======== Data ========

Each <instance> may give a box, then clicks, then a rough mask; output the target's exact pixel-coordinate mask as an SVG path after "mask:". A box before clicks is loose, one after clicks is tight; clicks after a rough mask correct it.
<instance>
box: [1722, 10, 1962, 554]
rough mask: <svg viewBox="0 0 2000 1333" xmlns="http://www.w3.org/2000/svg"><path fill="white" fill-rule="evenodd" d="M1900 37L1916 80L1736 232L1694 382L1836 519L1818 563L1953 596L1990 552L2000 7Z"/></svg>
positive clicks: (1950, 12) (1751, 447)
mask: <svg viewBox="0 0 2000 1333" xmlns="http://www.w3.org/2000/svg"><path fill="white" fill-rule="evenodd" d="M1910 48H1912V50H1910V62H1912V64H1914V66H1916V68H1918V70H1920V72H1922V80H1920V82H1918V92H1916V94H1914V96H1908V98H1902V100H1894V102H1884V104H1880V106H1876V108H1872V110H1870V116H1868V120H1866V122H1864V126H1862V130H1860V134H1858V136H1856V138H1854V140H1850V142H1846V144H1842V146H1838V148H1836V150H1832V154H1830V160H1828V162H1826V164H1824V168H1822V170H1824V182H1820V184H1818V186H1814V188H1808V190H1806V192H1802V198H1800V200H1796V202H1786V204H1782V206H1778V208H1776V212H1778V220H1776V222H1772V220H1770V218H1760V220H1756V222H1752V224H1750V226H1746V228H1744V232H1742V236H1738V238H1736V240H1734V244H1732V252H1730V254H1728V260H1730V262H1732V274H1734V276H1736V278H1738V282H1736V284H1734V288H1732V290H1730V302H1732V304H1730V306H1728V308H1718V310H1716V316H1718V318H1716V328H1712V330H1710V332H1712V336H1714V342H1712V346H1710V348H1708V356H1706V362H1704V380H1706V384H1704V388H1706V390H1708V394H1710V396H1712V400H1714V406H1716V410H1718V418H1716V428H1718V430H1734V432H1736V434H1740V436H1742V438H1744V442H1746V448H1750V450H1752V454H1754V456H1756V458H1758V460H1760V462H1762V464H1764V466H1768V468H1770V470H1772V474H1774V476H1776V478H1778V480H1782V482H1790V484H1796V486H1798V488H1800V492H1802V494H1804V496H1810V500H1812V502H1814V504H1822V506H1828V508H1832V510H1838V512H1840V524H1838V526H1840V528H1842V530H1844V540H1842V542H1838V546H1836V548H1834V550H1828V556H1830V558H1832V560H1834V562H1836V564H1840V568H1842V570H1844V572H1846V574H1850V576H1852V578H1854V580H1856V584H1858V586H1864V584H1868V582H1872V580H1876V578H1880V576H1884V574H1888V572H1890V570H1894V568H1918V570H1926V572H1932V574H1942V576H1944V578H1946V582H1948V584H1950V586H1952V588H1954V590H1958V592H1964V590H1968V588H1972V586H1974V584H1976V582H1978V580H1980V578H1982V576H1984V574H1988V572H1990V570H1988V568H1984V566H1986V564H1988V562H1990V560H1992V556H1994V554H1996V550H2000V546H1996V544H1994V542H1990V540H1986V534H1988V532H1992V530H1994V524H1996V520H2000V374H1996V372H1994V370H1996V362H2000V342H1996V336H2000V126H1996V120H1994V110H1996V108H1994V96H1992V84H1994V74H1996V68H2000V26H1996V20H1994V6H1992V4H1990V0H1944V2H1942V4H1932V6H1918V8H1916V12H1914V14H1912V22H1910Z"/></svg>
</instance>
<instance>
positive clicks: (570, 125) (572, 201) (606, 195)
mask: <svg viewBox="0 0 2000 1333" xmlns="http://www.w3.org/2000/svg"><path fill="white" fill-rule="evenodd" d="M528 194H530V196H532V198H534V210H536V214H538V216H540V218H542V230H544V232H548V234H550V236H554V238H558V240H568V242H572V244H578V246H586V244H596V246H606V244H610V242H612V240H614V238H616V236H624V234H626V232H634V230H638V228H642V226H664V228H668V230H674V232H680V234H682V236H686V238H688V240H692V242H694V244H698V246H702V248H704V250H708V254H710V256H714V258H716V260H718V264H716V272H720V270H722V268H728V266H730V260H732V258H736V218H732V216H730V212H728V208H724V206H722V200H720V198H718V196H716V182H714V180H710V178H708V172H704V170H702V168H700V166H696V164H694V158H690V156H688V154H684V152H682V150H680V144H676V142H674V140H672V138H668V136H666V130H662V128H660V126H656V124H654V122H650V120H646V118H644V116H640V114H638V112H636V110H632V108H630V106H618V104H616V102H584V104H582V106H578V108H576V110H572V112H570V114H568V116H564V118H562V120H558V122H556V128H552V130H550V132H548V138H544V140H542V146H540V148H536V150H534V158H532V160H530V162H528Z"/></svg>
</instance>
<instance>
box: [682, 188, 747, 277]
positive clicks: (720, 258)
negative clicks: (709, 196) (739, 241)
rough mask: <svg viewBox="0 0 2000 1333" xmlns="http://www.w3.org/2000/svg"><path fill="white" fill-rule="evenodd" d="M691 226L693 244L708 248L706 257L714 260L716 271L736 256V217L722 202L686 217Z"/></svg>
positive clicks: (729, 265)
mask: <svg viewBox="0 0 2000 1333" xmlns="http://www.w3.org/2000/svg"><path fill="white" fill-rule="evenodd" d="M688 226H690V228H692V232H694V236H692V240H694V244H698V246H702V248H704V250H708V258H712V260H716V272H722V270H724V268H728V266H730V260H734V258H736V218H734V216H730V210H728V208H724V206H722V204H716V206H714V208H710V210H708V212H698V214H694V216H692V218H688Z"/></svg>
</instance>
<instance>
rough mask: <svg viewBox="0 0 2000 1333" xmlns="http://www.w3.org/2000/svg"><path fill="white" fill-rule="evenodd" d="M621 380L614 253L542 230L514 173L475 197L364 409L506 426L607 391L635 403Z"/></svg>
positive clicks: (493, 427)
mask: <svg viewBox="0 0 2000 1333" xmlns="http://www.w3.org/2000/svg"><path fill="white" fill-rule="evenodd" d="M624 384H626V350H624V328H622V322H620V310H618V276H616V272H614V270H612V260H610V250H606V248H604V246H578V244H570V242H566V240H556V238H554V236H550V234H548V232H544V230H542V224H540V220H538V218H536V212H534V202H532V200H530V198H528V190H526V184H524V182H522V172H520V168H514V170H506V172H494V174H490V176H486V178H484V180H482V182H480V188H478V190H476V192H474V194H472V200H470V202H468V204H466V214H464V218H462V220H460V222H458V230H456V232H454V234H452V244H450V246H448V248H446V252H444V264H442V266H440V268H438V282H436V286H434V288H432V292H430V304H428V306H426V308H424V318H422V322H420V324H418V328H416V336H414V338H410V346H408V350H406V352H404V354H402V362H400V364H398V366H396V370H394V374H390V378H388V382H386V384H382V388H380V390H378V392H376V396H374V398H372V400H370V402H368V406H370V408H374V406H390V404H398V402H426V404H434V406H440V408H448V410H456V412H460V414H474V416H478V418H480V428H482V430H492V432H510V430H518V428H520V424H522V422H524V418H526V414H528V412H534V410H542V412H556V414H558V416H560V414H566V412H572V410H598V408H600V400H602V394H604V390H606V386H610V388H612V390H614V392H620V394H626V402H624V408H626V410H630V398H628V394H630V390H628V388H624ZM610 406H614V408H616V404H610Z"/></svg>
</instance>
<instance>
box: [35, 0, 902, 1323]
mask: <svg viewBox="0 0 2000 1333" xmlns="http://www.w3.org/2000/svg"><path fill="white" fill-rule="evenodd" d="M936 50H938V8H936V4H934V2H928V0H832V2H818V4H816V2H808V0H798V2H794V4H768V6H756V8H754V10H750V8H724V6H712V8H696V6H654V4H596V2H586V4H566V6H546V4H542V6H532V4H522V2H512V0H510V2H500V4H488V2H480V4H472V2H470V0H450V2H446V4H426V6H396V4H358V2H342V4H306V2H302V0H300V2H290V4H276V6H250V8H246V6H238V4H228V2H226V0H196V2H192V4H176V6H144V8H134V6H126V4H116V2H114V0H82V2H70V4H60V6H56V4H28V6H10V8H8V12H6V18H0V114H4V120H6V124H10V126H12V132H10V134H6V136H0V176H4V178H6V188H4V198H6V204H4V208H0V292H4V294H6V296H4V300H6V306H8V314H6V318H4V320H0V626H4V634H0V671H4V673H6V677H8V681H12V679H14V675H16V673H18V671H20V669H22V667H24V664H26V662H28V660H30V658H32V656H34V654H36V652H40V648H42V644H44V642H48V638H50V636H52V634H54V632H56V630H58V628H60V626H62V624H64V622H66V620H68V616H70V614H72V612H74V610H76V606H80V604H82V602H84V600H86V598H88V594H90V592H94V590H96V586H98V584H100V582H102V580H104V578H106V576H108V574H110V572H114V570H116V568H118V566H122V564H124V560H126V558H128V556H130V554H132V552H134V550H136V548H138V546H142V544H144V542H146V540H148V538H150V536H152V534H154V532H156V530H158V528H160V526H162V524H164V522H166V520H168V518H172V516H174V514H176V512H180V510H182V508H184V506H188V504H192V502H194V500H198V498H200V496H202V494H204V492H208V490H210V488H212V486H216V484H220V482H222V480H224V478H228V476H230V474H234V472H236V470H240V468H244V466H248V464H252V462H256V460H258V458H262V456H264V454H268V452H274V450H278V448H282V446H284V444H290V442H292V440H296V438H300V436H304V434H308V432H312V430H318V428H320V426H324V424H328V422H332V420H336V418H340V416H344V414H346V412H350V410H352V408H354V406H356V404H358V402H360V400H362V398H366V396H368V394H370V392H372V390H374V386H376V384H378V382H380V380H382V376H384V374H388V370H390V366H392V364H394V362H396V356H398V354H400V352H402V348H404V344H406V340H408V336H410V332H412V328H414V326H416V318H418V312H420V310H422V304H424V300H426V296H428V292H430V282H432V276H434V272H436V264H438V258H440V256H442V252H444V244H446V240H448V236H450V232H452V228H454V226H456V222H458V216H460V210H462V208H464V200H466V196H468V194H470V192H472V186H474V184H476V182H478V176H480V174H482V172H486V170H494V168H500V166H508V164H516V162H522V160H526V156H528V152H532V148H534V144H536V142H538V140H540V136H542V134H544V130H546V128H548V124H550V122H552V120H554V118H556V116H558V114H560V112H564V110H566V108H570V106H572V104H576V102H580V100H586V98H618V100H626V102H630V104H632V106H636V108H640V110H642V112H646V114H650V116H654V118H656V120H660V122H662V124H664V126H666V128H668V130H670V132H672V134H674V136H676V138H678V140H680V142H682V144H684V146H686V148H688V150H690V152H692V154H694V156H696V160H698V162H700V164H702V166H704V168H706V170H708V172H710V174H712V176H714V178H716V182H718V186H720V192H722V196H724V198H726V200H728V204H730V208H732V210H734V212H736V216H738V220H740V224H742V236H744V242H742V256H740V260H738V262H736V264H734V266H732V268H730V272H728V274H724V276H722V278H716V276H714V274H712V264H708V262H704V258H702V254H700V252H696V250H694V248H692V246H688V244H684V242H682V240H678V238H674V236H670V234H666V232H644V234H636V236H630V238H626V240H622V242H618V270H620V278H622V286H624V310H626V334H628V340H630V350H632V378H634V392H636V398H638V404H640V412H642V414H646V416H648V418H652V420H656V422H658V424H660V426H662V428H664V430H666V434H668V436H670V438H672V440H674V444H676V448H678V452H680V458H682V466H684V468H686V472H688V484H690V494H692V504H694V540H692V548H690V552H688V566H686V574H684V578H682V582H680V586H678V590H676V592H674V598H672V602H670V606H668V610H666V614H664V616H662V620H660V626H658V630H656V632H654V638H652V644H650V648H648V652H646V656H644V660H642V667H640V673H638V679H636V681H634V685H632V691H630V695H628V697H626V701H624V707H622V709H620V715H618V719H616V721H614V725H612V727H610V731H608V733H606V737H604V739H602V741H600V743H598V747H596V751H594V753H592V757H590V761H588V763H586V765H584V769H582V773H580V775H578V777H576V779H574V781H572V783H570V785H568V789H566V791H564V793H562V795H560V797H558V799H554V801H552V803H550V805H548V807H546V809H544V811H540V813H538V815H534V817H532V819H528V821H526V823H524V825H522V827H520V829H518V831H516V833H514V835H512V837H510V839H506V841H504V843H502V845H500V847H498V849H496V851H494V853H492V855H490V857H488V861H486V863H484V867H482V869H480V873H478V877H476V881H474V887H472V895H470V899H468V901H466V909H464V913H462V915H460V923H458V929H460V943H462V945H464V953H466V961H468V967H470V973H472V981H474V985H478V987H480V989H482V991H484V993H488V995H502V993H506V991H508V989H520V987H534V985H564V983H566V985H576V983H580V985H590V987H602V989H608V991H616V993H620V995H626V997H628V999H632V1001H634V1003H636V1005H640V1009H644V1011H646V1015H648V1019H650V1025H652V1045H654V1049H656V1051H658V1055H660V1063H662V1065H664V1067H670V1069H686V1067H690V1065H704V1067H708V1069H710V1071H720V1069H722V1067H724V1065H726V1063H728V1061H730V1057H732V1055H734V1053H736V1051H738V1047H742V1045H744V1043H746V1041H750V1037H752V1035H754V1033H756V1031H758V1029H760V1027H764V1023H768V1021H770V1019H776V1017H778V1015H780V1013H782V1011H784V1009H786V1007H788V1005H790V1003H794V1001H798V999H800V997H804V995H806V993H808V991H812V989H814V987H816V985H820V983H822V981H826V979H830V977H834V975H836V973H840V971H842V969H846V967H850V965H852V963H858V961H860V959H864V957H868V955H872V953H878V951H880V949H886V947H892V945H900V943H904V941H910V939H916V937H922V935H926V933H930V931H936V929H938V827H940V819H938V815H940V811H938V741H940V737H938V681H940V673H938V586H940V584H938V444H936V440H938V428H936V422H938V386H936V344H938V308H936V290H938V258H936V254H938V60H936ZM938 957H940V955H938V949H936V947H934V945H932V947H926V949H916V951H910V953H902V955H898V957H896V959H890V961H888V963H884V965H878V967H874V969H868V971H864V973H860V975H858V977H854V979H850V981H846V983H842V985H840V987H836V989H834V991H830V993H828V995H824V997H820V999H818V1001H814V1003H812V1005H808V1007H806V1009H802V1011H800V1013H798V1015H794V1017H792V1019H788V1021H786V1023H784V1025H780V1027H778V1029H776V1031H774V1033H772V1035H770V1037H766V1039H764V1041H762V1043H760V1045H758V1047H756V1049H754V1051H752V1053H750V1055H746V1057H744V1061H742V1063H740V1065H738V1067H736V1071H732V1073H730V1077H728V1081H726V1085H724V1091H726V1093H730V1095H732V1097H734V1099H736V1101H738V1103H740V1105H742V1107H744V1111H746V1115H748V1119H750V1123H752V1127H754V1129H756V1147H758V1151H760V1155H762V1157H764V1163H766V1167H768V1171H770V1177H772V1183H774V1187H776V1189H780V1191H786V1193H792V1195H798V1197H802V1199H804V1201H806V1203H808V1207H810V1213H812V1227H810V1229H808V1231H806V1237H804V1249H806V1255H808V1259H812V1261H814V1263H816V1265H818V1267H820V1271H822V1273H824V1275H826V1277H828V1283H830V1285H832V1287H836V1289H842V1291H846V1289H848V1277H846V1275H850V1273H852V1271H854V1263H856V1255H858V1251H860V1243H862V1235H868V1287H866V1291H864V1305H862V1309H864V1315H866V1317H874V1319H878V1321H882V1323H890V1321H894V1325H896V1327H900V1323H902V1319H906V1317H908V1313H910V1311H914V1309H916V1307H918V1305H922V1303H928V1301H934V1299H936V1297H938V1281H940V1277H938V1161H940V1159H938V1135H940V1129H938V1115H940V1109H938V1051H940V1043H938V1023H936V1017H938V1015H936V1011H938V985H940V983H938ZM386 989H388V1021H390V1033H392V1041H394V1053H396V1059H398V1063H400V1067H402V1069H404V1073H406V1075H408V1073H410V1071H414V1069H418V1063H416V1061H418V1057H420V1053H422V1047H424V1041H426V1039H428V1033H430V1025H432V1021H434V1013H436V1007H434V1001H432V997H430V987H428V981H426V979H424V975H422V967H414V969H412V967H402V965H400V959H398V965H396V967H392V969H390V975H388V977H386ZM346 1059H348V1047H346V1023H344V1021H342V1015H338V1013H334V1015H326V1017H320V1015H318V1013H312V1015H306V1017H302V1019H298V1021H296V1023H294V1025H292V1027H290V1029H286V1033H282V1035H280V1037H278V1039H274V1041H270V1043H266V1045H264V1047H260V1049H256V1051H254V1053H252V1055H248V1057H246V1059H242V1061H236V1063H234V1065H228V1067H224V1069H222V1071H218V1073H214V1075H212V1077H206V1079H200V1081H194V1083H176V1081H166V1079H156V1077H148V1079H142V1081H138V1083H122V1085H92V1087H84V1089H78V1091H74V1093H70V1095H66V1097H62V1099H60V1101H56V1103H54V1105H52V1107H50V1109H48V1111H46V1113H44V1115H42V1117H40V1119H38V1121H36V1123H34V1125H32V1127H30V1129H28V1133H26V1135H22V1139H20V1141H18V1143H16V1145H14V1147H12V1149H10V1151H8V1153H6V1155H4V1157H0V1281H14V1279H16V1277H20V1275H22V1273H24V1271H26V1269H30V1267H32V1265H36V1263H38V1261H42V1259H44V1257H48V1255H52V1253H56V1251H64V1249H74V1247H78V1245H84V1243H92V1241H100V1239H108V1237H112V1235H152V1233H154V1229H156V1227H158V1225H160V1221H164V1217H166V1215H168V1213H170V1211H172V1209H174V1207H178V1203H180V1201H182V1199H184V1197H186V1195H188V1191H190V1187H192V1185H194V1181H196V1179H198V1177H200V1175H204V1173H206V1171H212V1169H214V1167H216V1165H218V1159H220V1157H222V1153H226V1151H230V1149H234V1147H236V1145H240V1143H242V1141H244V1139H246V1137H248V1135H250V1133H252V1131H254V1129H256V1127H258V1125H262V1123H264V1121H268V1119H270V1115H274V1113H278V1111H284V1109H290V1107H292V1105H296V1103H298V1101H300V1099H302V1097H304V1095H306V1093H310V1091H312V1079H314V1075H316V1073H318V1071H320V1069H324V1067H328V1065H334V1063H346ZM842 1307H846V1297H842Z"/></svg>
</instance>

========

Exercise directions => Copy the material character for character, from its first line through the line that contains "positive clicks: (1950, 12) (1751, 447)", including that line.

Your solution =>
Each <instance> may give a box, then clicks, then a rough mask; output the target's exact pixel-coordinate mask as an SVG path after "mask:". A box before clicks is loose, one after clicks is tight; clicks after a rough mask correct it.
<instance>
box: [1722, 10, 1962, 554]
rough mask: <svg viewBox="0 0 2000 1333" xmlns="http://www.w3.org/2000/svg"><path fill="white" fill-rule="evenodd" d="M1900 37L1916 80L1736 232L1694 382L1836 519L1818 563L1953 596L1990 552L2000 7Z"/></svg>
positive clicks: (1950, 12) (1751, 447)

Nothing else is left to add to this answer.